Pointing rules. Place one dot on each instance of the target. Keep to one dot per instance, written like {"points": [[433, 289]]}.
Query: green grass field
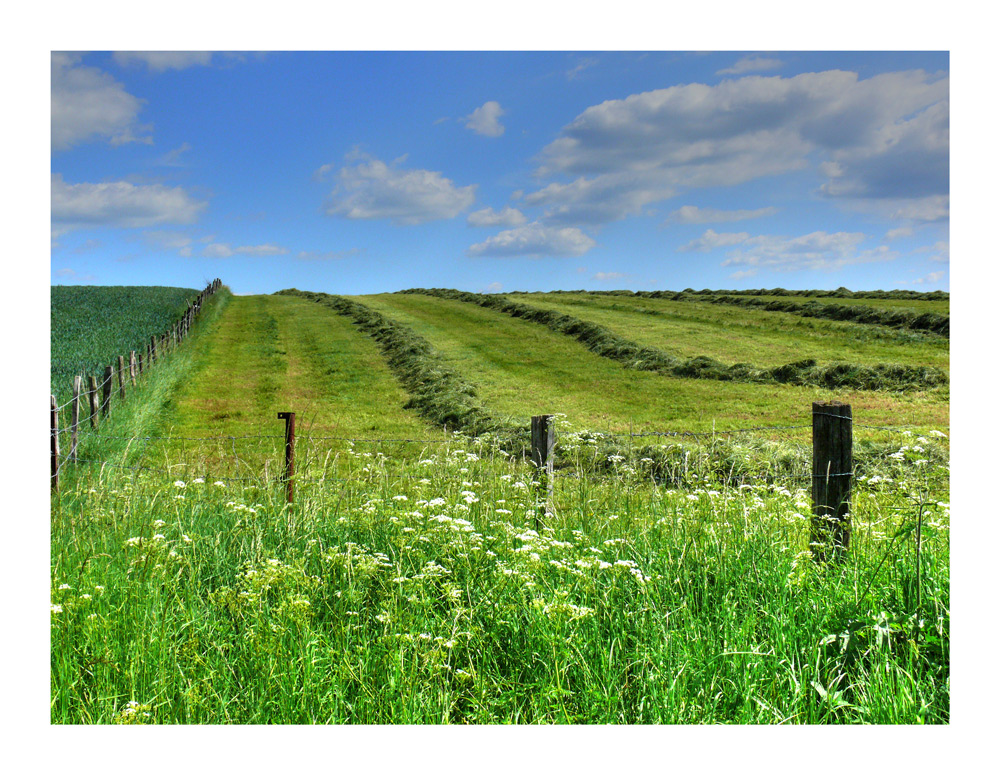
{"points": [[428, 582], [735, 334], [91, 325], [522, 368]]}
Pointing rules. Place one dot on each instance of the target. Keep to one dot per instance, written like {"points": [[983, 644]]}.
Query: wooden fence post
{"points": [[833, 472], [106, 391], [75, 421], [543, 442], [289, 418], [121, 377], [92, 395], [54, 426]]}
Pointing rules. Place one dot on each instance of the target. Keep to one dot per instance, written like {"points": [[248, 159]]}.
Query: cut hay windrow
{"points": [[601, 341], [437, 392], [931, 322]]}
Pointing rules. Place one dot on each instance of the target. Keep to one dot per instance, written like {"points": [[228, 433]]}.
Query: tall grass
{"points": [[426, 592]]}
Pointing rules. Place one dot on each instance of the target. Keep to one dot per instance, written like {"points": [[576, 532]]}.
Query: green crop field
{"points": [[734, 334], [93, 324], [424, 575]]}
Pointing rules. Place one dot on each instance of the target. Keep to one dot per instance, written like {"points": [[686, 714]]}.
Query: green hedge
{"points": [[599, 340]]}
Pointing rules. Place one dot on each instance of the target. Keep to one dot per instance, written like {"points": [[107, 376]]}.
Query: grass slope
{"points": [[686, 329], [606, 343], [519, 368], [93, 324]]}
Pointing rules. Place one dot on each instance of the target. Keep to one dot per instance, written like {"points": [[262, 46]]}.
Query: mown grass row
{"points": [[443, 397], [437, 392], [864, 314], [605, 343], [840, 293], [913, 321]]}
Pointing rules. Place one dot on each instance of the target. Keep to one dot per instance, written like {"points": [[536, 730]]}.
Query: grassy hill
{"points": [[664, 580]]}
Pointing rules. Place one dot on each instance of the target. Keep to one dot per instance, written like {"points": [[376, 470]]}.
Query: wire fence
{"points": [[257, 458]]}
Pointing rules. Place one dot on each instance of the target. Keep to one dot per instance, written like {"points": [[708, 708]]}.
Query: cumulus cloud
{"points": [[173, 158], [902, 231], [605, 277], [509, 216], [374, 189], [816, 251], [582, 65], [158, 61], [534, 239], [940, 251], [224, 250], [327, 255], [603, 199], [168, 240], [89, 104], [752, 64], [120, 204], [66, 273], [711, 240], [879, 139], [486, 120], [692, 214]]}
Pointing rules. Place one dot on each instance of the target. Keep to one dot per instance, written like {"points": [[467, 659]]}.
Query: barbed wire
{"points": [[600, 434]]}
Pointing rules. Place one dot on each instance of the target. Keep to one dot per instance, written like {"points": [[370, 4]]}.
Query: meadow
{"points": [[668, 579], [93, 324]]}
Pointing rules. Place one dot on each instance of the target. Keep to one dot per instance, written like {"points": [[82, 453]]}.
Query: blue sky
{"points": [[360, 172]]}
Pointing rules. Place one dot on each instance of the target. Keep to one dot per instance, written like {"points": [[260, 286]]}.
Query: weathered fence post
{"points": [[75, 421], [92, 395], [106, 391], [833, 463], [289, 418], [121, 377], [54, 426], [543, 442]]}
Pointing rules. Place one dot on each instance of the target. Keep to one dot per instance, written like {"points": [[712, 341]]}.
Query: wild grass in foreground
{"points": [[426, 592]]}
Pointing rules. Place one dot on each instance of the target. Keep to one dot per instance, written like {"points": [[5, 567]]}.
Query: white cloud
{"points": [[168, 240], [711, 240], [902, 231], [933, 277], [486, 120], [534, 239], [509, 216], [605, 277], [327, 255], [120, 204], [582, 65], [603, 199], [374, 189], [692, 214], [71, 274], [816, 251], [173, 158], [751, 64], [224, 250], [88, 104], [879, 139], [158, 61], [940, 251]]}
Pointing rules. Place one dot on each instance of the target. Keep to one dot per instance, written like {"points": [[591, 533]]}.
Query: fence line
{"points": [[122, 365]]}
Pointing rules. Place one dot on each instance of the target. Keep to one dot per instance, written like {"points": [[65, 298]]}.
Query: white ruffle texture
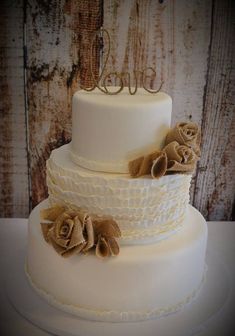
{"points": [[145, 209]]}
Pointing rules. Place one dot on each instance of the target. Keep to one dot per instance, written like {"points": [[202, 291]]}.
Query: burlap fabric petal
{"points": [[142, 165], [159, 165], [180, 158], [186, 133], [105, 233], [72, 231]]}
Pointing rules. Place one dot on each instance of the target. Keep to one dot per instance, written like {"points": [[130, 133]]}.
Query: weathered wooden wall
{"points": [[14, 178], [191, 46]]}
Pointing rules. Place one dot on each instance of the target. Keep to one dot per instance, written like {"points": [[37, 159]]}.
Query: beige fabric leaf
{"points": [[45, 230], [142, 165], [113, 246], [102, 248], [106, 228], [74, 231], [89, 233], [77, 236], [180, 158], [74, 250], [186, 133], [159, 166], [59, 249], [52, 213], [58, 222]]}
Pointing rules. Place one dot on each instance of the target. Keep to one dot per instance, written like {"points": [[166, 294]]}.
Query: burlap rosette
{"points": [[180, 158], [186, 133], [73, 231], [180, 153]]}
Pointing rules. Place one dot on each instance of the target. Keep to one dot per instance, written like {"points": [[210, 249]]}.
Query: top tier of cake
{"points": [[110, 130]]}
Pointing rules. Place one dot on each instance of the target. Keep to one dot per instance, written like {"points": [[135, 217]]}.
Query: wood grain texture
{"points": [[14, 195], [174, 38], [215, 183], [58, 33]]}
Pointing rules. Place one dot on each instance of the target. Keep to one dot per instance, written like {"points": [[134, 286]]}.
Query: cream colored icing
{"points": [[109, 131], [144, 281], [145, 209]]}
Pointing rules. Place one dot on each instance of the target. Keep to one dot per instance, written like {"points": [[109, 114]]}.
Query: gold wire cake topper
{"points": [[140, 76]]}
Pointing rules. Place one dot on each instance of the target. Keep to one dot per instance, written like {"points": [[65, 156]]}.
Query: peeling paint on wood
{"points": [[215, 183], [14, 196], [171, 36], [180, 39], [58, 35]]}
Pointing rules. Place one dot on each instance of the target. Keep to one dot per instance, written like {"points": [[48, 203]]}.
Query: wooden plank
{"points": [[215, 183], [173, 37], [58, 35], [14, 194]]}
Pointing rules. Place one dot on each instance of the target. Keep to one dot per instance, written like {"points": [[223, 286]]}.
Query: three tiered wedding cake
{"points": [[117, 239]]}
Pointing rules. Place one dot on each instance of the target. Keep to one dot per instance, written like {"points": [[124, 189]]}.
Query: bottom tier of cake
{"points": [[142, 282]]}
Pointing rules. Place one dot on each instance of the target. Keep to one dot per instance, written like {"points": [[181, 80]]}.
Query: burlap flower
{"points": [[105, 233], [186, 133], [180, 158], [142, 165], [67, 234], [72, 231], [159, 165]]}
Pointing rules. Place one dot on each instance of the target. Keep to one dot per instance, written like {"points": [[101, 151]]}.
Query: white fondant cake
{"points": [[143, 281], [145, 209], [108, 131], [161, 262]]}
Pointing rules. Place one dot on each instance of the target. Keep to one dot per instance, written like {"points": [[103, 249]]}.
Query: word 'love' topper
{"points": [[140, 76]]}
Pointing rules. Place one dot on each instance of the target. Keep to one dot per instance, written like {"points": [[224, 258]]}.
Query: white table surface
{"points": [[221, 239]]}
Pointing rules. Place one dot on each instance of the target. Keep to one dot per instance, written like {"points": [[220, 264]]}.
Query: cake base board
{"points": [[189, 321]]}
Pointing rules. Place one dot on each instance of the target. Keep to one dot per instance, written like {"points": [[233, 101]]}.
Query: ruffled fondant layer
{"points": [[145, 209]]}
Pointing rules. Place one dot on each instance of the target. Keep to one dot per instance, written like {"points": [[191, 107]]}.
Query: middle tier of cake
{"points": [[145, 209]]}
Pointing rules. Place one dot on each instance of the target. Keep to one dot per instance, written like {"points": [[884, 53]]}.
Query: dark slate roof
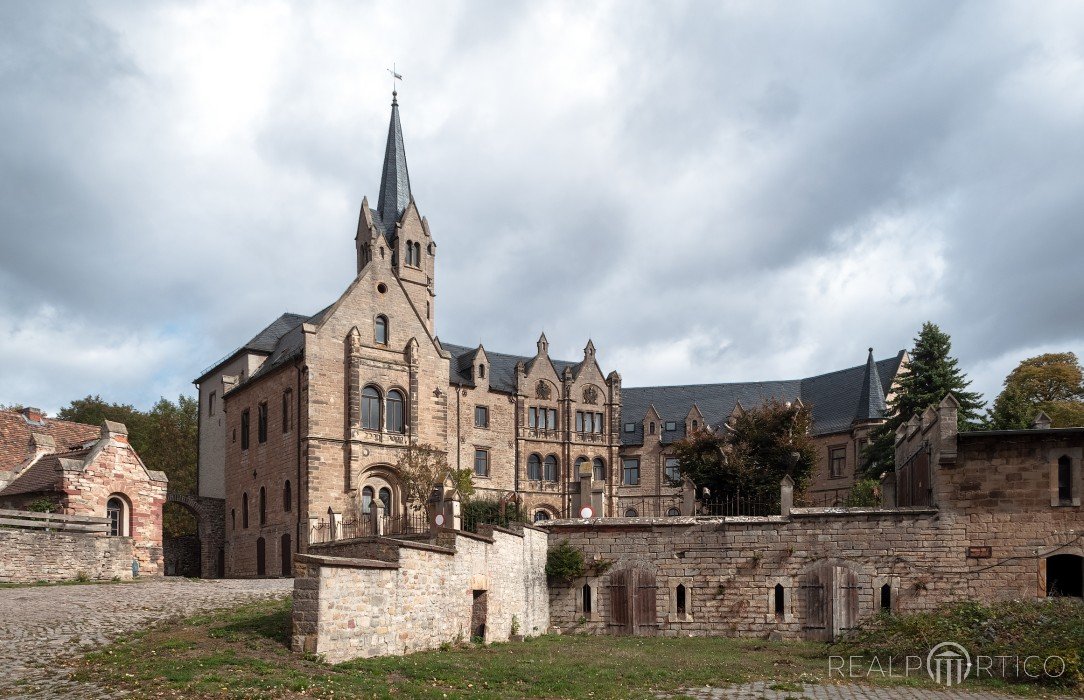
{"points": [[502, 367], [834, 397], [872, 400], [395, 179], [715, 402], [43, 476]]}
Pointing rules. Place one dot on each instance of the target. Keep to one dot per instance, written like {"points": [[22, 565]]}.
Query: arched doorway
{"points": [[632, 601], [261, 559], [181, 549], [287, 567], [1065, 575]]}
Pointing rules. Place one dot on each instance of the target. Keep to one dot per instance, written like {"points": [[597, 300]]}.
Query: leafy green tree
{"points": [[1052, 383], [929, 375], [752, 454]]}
* * *
### Prompt
How many lines in the records above contain the string "fondant"? Case counts; give only the number.

### Response for this exercise
2